What you will do: Render each line of the listing below as a Markdown table with the columns Row and Line. Number the rows and leave out blank lines.

Raw records:
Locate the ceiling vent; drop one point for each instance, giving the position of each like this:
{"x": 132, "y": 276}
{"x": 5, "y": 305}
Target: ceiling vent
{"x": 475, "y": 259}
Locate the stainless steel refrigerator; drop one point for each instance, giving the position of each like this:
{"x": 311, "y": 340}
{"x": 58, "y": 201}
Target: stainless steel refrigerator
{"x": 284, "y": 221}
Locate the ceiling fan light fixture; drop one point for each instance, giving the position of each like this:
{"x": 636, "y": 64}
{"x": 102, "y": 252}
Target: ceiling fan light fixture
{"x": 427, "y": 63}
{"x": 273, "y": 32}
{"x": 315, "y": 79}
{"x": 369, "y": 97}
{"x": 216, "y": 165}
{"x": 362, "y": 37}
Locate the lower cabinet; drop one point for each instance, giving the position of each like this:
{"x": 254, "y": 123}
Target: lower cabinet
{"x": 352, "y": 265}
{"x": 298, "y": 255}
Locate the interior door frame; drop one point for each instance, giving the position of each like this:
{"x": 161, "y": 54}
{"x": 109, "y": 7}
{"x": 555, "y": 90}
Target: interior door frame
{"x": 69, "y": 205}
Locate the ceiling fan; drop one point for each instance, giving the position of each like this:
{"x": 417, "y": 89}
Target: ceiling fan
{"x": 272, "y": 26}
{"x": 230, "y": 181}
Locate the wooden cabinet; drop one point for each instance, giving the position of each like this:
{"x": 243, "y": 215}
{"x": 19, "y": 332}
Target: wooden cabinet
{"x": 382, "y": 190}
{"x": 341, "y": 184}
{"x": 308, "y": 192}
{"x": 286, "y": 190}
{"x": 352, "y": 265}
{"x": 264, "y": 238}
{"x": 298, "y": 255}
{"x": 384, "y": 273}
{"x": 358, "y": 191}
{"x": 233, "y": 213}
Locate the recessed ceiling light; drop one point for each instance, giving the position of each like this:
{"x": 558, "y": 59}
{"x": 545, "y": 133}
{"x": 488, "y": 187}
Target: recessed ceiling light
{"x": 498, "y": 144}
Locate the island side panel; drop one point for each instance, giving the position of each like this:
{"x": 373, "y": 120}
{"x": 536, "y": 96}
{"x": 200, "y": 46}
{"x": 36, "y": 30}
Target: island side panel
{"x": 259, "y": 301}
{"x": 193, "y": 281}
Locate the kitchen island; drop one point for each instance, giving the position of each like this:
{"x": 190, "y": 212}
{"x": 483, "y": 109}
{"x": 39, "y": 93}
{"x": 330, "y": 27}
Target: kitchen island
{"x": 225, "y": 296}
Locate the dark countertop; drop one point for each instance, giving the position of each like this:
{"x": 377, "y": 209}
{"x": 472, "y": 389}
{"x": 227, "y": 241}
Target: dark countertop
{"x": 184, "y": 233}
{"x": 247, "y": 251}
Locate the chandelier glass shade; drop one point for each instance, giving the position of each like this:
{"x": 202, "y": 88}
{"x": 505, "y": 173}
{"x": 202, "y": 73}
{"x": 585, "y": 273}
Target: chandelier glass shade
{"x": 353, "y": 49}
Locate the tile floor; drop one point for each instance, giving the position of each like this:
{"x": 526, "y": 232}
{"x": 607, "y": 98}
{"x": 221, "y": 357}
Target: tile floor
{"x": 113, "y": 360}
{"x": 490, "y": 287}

Result for this task:
| Row | Line |
|---|---|
| 1 | Locate the ceiling vent; drop one point for each instance, giving the position of each like this: |
| 2 | {"x": 132, "y": 276} |
| 3 | {"x": 5, "y": 305} |
| 4 | Target: ceiling vent |
| 5 | {"x": 475, "y": 259} |
| 6 | Locate the stainless steel refrigerator; drop one point for each instance, giving the position of each like this: |
| 7 | {"x": 311, "y": 340} |
| 8 | {"x": 58, "y": 201} |
| 9 | Target: stainless steel refrigerator |
| 10 | {"x": 284, "y": 221} |
| 11 | Locate the ceiling fan light fixture; drop one point for each instance, giving the position of each like this: |
| 12 | {"x": 636, "y": 64} |
| 13 | {"x": 102, "y": 252} |
| 14 | Target: ceiling fan light fixture |
| 15 | {"x": 427, "y": 63} |
| 16 | {"x": 273, "y": 32} |
| 17 | {"x": 315, "y": 79} |
| 18 | {"x": 369, "y": 97} |
| 19 | {"x": 216, "y": 165} |
| 20 | {"x": 362, "y": 37} |
| 21 | Locate the lower cabinet; drop one point for each instance, giving the position of each like this: |
| 22 | {"x": 254, "y": 123} |
| 23 | Target: lower cabinet |
| 24 | {"x": 352, "y": 265} |
| 25 | {"x": 298, "y": 255} |
| 26 | Locate the interior door frame; drop one point for each instance, giving the position of each like this: |
| 27 | {"x": 161, "y": 54} |
| 28 | {"x": 109, "y": 7} |
| 29 | {"x": 555, "y": 90} |
| 30 | Target: interior door frame |
| 31 | {"x": 69, "y": 205} |
| 32 | Locate the ceiling fan; drop one point for each instance, giving the position of each like this: |
| 33 | {"x": 417, "y": 89} |
| 34 | Target: ceiling fan |
| 35 | {"x": 272, "y": 26} |
| 36 | {"x": 230, "y": 181} |
| 37 | Locate the wooden cabinet; drop one point for each instance, giving the position of each like this: |
| 38 | {"x": 243, "y": 215} |
| 39 | {"x": 19, "y": 332} |
| 40 | Target: wooden cabinet |
| 41 | {"x": 382, "y": 190} |
| 42 | {"x": 341, "y": 184} |
| 43 | {"x": 308, "y": 192} |
| 44 | {"x": 286, "y": 190} |
| 45 | {"x": 352, "y": 265} |
| 46 | {"x": 264, "y": 238} |
| 47 | {"x": 298, "y": 255} |
| 48 | {"x": 384, "y": 273} |
| 49 | {"x": 358, "y": 191} |
| 50 | {"x": 233, "y": 213} |
| 51 | Locate the recessed ceiling light; drop one point for each instance, giving the position of each like this: |
| 52 | {"x": 558, "y": 59} |
| 53 | {"x": 545, "y": 133} |
| 54 | {"x": 488, "y": 187} |
| 55 | Target: recessed ceiling light |
| 56 | {"x": 498, "y": 144} |
| 57 | Locate the island side panel; drop one point for each instance, giving the position of each like this: |
| 58 | {"x": 373, "y": 120} |
| 59 | {"x": 536, "y": 96} |
| 60 | {"x": 200, "y": 46} |
| 61 | {"x": 36, "y": 30} |
| 62 | Target: island side panel |
| 63 | {"x": 259, "y": 301} |
| 64 | {"x": 193, "y": 281} |
| 65 | Locate the kitchen island; drop one point for each instance, giving the position of each like this: |
| 66 | {"x": 190, "y": 212} |
| 67 | {"x": 483, "y": 109} |
| 68 | {"x": 39, "y": 93} |
| 69 | {"x": 330, "y": 27} |
| 70 | Target: kitchen island |
| 71 | {"x": 225, "y": 296} |
| 72 | Locate the dark countertop; drop one point for each instance, giving the position of each like this: |
| 73 | {"x": 377, "y": 209} |
| 74 | {"x": 472, "y": 389} |
| 75 | {"x": 227, "y": 241} |
| 76 | Target: dark countertop |
| 77 | {"x": 184, "y": 233} |
| 78 | {"x": 247, "y": 251} |
| 79 | Locate the chandelier glass shade; drop one point for each instance, giving the position of each like this: |
| 80 | {"x": 202, "y": 88} |
| 81 | {"x": 505, "y": 173} |
| 82 | {"x": 202, "y": 73} |
| 83 | {"x": 585, "y": 273} |
| 84 | Target: chandelier glass shade |
| 85 | {"x": 353, "y": 49} |
| 86 | Locate the tile floor; drop one point for each instance, giving the position of each like this: |
| 87 | {"x": 526, "y": 232} |
| 88 | {"x": 607, "y": 98} |
| 89 | {"x": 221, "y": 357} |
| 90 | Target: tile floor |
| 91 | {"x": 113, "y": 360} |
| 92 | {"x": 490, "y": 287} |